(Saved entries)

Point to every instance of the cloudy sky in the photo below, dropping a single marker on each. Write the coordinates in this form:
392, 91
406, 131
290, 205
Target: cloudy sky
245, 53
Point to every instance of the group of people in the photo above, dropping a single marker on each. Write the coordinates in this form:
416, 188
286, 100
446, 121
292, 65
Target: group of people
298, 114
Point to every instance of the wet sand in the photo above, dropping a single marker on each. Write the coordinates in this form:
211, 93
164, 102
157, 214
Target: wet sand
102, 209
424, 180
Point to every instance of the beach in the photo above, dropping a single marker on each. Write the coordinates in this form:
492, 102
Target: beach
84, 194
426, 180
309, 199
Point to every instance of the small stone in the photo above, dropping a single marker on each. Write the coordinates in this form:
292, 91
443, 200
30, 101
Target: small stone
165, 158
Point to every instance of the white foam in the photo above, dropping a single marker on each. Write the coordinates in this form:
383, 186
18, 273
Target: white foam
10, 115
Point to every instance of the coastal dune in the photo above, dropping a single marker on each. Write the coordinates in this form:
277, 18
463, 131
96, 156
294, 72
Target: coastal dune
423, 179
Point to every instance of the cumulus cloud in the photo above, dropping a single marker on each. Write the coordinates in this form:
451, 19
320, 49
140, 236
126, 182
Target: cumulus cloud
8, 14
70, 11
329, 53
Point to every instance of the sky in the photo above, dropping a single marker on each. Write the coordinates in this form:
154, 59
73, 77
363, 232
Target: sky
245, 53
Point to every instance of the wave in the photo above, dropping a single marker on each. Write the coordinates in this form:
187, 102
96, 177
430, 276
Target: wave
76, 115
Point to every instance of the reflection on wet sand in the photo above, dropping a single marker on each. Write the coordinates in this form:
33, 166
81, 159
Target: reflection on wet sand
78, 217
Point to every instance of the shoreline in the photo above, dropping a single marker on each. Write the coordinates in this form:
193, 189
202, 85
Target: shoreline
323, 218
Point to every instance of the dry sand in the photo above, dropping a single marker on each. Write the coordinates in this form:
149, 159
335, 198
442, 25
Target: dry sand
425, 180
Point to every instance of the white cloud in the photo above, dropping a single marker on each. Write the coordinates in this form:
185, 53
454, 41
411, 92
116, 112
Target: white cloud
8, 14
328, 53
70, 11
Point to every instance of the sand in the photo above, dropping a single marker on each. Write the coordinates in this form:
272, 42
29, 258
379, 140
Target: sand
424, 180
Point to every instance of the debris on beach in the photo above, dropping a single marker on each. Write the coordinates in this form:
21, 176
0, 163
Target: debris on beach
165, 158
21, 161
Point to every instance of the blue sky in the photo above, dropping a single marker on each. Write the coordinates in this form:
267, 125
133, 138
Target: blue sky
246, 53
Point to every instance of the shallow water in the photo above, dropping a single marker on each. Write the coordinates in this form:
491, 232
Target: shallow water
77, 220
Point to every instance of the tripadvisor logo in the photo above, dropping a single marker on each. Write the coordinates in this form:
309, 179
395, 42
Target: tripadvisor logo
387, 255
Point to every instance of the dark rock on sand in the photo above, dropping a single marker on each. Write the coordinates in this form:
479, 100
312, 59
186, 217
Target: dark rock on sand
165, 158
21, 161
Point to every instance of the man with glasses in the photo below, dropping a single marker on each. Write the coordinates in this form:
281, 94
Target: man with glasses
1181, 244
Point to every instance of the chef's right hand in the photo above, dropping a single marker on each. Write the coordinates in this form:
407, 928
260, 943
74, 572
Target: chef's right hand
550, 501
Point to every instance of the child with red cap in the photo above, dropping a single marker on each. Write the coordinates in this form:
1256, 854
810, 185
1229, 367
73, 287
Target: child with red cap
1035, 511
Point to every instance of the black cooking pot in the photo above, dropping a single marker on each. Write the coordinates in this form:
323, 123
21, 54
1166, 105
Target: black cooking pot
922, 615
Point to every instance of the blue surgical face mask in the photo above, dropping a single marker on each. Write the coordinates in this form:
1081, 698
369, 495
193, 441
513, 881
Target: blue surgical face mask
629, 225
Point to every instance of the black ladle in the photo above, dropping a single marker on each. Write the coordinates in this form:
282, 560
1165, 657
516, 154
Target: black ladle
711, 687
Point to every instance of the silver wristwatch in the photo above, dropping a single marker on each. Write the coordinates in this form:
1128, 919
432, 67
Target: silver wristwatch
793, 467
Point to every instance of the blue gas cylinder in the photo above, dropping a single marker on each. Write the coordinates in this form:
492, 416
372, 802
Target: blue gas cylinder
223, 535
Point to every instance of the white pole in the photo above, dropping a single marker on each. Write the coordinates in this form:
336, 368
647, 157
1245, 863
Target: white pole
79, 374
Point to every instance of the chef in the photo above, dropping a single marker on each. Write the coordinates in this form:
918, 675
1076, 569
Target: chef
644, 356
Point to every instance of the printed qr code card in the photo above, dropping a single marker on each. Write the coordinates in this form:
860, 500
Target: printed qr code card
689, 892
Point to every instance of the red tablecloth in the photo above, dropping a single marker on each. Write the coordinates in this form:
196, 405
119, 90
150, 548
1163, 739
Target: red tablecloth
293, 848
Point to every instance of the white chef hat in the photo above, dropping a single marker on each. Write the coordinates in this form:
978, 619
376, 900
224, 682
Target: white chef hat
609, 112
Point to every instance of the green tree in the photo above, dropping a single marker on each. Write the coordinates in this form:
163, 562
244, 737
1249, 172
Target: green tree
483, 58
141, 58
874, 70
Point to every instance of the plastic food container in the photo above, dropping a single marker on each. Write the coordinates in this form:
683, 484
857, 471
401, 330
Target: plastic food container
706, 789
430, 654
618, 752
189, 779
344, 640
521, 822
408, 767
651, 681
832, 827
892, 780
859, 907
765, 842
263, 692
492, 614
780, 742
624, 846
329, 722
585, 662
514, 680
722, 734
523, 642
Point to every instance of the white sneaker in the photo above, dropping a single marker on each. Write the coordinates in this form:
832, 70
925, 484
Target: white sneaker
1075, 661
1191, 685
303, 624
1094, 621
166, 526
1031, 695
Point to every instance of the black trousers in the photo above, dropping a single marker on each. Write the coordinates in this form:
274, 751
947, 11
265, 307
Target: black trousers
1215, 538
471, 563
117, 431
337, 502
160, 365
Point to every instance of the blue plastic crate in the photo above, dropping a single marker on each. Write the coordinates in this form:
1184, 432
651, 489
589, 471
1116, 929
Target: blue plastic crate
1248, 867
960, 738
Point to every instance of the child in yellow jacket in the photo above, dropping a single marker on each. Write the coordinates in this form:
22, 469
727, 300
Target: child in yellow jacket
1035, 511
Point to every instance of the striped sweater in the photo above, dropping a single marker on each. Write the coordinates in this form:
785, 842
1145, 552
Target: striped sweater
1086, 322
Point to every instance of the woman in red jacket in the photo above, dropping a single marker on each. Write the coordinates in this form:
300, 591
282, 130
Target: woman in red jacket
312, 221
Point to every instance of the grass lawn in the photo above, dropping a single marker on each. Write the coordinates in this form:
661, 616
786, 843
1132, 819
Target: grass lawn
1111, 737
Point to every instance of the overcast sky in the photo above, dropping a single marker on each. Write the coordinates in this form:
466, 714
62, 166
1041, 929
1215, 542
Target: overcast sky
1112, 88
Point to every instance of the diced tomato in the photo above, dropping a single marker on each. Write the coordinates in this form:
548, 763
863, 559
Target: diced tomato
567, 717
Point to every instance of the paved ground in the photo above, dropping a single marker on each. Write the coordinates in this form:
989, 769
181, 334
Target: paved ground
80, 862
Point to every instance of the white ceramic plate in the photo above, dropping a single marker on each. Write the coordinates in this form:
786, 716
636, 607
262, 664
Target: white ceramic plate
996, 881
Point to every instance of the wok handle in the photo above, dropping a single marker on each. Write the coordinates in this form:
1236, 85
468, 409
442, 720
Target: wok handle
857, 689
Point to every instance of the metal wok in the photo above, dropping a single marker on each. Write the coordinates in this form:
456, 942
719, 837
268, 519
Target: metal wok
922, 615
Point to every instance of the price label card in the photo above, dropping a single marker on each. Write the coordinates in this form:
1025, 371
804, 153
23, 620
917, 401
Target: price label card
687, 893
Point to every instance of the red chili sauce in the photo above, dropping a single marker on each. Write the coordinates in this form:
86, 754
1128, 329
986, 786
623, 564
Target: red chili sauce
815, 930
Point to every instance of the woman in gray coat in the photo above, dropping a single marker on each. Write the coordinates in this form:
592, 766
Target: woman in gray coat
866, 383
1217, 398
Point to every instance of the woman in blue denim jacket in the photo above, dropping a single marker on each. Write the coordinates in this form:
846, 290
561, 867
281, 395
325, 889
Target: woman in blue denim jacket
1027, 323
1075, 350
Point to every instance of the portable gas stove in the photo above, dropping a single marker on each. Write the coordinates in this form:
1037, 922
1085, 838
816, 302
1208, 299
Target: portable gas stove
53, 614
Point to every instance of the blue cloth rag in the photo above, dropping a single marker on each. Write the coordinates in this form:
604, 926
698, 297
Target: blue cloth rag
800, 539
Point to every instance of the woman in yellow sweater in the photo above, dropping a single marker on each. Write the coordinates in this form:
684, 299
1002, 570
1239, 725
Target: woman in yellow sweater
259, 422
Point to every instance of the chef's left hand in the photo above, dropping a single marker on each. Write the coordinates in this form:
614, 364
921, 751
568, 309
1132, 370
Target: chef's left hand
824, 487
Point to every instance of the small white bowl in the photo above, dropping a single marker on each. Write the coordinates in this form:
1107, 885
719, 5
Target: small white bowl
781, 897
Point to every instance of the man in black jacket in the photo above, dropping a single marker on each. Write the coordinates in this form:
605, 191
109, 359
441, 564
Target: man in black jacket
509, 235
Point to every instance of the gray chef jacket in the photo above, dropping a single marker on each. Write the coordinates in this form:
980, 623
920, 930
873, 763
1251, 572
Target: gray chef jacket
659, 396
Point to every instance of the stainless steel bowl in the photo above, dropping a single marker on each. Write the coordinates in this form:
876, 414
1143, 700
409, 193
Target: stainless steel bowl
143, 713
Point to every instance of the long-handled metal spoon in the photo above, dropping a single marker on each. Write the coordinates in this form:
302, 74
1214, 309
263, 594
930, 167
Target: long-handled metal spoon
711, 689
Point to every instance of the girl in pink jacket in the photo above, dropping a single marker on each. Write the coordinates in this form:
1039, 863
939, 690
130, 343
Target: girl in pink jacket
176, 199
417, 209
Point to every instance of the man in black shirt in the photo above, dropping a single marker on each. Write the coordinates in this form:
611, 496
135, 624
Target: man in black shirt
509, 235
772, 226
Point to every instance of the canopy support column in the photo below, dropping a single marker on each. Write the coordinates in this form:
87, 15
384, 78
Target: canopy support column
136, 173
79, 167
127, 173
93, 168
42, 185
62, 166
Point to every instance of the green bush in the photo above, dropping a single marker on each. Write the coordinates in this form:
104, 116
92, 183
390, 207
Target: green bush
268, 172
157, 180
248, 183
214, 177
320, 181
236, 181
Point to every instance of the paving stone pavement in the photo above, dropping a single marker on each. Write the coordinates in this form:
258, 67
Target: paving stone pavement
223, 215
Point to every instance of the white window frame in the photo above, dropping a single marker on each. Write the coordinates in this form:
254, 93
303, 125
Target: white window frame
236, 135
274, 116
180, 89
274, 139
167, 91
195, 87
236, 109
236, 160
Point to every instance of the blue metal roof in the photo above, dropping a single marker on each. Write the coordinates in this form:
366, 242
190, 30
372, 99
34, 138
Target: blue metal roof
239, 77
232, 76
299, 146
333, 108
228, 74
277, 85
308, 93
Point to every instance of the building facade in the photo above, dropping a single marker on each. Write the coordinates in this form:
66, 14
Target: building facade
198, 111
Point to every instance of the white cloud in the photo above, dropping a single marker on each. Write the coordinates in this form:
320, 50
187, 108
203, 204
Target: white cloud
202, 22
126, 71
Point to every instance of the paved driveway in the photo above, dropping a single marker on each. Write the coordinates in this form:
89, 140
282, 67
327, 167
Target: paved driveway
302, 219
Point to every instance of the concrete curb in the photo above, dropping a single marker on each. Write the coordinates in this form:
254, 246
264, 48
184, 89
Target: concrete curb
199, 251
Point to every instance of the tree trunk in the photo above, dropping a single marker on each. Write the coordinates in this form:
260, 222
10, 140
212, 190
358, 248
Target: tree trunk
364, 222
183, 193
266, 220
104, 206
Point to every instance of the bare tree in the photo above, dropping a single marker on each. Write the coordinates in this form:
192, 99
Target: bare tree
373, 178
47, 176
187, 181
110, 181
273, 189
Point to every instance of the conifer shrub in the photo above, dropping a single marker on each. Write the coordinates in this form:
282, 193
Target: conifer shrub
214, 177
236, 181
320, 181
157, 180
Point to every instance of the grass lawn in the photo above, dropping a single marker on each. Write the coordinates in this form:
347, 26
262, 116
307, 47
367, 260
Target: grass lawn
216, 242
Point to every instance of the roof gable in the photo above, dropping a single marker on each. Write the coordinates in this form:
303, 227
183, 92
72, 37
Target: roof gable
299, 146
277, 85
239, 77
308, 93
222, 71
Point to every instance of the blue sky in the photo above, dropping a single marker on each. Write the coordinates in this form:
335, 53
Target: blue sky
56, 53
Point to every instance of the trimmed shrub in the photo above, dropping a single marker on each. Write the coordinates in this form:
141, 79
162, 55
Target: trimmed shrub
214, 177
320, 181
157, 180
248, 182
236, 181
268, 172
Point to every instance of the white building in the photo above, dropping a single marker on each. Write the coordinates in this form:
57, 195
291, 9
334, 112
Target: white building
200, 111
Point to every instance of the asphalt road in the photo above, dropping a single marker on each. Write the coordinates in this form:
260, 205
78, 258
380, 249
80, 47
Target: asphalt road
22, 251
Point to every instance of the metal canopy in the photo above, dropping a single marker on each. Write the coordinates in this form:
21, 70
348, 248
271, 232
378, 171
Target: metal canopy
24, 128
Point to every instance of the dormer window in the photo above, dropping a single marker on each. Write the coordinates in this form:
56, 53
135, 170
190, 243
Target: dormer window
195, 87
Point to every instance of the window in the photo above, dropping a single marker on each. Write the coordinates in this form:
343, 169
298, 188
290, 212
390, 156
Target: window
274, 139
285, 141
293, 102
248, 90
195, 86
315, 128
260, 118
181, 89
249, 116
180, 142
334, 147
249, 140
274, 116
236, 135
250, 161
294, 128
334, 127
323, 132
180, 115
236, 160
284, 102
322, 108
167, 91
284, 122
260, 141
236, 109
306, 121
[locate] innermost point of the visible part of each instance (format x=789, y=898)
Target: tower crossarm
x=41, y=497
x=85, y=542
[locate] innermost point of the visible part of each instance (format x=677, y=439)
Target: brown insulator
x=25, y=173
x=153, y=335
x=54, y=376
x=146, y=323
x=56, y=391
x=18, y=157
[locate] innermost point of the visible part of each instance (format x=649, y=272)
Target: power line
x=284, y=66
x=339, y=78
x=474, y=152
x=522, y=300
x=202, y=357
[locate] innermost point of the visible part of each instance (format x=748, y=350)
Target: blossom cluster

AIM OF THE EXERCISE — Go through the records above and copy every line with the word "format".

OUTPUT OF THE EXERCISE —
[locate] innermost point of the visible part of each instance (format x=789, y=898)
[locate] innermost point of the visible part of each instance (format x=677, y=439)
[locate] innermost point of the visible part of each instance (format x=649, y=272)
[locate] innermost point of the visible part of each instance (format x=748, y=350)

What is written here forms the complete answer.